It’s not easy to sit through a lecture titled “Oviposition Responses of Aedes albopictus to Bacterial Isolates,” even if the session lasts only 10 minutes.
So top officials of the North Shore Mosquito Abatement District attending last week’s American Mosquito Control Association annual meeting in New Jersey didn’t.
In fact, despite making a four-day, taxpayer-funded trip from Chicago to New Jersey, two of the three district officials attending the annual conference barely poked their heads into any of the sessions Tuesday or Wednesday.
Such conferences long have been viewed by agency trustees as little more than a vacation, earned for every year’s worth of unpaid service overseeing the tiny and ignored taxing district. Top employees, too, have been allowed to attend the all-expenses-paid excursions.
But the district has come under scrutiny in recent months amid allegations of waste, sexual harassment, inappropriate travel expenses and political patronage. The New Jersey trip came just four weeks after federal authorities started an investigation into possible ghost payrolling in various outposts of Cook County government, including the North Shore mosquito district.
“Frankly, this is a perfect example of why government is so wasteful,” said Evelyn Raden, one of the five trustees who oversee the agency charged with controlling insects in the northern suburbs.

Photo-based referring-expression data:
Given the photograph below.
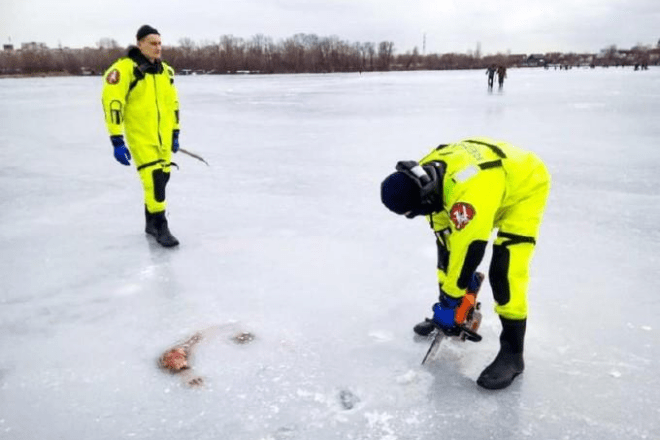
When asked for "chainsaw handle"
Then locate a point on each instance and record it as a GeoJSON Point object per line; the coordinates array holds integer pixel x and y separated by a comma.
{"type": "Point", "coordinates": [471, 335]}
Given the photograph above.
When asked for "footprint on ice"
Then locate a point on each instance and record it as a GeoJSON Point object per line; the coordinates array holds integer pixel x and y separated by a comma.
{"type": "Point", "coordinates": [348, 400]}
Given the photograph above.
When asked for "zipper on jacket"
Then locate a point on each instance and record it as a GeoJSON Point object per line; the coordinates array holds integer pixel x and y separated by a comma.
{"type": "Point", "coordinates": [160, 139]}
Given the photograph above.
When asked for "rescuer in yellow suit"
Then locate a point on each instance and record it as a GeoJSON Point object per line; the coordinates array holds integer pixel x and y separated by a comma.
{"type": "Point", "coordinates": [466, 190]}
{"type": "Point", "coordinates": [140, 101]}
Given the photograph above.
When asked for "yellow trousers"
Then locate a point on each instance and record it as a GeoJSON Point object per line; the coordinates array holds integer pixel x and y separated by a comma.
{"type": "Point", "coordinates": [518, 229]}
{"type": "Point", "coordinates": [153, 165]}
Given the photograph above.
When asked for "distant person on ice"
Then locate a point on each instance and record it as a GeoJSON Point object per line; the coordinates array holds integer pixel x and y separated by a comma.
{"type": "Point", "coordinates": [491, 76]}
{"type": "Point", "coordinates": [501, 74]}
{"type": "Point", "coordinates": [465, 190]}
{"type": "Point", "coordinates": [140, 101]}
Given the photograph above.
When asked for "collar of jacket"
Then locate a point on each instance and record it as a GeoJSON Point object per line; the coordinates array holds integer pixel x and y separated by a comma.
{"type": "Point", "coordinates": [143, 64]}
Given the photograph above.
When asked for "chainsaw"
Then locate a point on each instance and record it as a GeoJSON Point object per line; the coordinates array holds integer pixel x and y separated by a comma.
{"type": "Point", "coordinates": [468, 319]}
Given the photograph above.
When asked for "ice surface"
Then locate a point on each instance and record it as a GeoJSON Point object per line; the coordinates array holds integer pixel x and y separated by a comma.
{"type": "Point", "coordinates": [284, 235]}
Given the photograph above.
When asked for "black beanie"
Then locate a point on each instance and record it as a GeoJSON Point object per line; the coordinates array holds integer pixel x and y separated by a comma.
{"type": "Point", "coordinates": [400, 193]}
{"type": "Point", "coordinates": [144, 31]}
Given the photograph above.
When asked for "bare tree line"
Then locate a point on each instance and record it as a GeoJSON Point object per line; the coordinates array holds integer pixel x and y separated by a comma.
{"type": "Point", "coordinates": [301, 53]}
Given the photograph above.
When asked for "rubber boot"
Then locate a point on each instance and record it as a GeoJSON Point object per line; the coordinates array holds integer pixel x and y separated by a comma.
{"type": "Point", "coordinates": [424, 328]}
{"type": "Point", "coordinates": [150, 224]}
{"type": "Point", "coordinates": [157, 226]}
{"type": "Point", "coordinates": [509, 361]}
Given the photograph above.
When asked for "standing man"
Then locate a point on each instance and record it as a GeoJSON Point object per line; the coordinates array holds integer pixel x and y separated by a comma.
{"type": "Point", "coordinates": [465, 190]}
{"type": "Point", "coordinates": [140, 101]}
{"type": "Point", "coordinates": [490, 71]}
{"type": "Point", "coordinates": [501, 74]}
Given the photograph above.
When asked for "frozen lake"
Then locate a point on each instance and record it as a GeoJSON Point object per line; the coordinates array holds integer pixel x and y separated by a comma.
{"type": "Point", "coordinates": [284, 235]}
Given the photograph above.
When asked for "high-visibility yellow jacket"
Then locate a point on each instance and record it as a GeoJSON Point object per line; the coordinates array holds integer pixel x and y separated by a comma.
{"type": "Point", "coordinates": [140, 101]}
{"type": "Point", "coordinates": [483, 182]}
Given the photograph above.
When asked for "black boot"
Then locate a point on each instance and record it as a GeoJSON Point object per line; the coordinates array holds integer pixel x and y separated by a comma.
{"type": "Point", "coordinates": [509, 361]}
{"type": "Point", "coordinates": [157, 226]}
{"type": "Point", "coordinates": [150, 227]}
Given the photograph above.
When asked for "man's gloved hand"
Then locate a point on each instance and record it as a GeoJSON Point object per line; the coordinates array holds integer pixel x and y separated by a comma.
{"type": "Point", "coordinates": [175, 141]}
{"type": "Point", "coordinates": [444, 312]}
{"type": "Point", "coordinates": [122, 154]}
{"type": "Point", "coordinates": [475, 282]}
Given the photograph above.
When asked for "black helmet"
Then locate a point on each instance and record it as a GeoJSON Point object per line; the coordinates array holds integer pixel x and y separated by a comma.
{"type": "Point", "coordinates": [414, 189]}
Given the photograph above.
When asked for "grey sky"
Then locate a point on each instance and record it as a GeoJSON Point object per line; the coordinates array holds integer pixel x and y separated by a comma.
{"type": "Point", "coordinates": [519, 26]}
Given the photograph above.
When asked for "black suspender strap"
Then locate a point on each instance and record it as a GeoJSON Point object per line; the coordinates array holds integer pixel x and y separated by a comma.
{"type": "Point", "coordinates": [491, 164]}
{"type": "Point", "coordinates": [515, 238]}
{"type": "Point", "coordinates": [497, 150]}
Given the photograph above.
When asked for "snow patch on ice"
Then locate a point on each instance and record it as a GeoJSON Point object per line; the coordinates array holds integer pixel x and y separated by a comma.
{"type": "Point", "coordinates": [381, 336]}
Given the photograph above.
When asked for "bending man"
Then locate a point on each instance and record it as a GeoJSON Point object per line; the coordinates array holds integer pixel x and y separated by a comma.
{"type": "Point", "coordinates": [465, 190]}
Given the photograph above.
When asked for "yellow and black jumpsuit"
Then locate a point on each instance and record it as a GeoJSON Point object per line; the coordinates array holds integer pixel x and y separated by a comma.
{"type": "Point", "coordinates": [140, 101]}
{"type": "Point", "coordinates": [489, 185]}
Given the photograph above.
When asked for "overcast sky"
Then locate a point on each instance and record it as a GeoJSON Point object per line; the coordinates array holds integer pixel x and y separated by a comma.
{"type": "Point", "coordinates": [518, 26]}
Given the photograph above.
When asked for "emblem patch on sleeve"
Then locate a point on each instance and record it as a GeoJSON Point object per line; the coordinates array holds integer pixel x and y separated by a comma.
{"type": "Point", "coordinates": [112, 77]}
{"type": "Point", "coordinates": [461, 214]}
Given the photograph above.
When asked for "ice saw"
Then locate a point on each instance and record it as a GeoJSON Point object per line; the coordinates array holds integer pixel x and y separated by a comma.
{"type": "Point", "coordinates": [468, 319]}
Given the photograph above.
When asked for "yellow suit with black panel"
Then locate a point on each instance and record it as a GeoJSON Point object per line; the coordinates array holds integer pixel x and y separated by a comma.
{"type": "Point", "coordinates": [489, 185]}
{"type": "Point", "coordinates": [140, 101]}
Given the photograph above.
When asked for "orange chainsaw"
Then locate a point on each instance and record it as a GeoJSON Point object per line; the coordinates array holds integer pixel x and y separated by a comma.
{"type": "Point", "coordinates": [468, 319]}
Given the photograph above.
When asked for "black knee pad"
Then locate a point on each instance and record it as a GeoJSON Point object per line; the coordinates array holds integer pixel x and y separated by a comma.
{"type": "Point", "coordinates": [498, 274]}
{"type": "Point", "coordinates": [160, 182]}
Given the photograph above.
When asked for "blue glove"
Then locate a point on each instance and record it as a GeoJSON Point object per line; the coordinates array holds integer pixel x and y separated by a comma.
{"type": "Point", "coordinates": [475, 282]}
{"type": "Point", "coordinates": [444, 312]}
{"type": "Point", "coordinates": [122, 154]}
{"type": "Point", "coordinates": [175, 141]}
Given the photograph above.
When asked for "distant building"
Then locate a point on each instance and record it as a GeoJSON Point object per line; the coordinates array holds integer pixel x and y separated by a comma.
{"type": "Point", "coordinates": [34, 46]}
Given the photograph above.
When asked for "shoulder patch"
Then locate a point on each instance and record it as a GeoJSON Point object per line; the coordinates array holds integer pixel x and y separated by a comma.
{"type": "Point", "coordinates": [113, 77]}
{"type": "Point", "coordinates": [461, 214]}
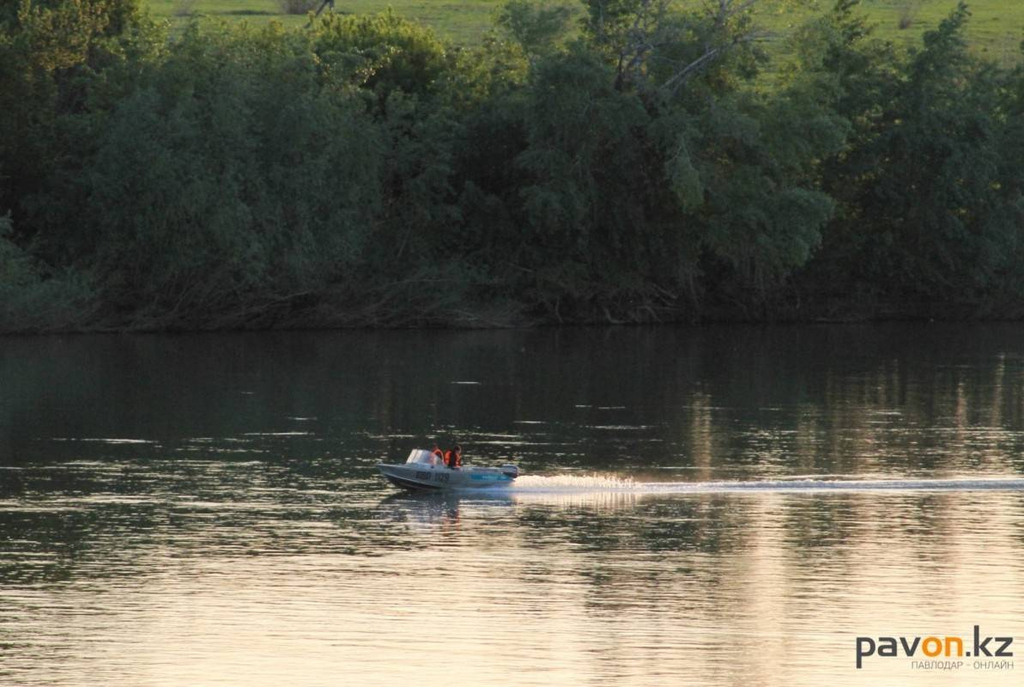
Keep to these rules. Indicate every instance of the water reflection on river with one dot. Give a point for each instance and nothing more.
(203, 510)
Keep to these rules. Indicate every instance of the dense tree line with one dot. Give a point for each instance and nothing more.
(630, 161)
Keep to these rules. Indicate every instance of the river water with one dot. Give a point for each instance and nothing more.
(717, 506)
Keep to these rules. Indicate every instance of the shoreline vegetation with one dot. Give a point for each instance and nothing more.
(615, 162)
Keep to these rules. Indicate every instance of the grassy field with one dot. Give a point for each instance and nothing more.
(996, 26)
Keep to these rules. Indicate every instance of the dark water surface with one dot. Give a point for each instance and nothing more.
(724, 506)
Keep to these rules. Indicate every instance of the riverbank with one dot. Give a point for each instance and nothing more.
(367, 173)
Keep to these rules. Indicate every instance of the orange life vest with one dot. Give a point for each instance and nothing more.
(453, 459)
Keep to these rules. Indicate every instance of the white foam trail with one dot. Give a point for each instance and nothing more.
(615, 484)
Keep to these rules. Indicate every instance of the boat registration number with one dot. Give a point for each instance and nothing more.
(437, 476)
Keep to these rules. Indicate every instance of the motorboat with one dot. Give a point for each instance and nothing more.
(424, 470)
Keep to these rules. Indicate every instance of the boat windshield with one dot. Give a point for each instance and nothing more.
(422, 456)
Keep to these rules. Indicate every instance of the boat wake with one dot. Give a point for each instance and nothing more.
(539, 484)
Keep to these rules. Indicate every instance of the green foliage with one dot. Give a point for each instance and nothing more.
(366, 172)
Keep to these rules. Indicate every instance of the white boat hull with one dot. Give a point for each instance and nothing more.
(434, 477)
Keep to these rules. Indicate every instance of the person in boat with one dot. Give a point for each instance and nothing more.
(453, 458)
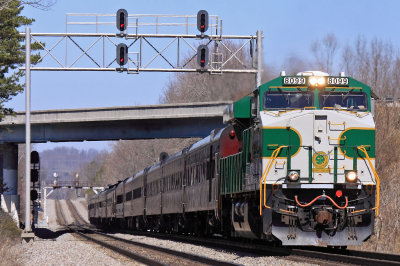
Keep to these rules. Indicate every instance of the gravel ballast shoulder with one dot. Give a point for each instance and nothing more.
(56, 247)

What you will do:
Do these statements agree with the mosquito district article? For each, answer yes or no and quote the words from the article that decide it.
1. The officials traveled from Chicago to New Jersey for the conference.
2. All three district officials at the conference attended most of Tuesday's and Wednesday's sessions.
3. Evelyn Raden is one of seven trustees overseeing the agency.

Response to this task:
1. Yes: "a four-day, taxpayer-funded trip from Chicago to New Jersey"
2. No: "two of the three district officials attending the annual conference barely poked their heads into any of the sessions Tuesday or Wednesday"
3. No: "one of the five trustees who oversee the agency"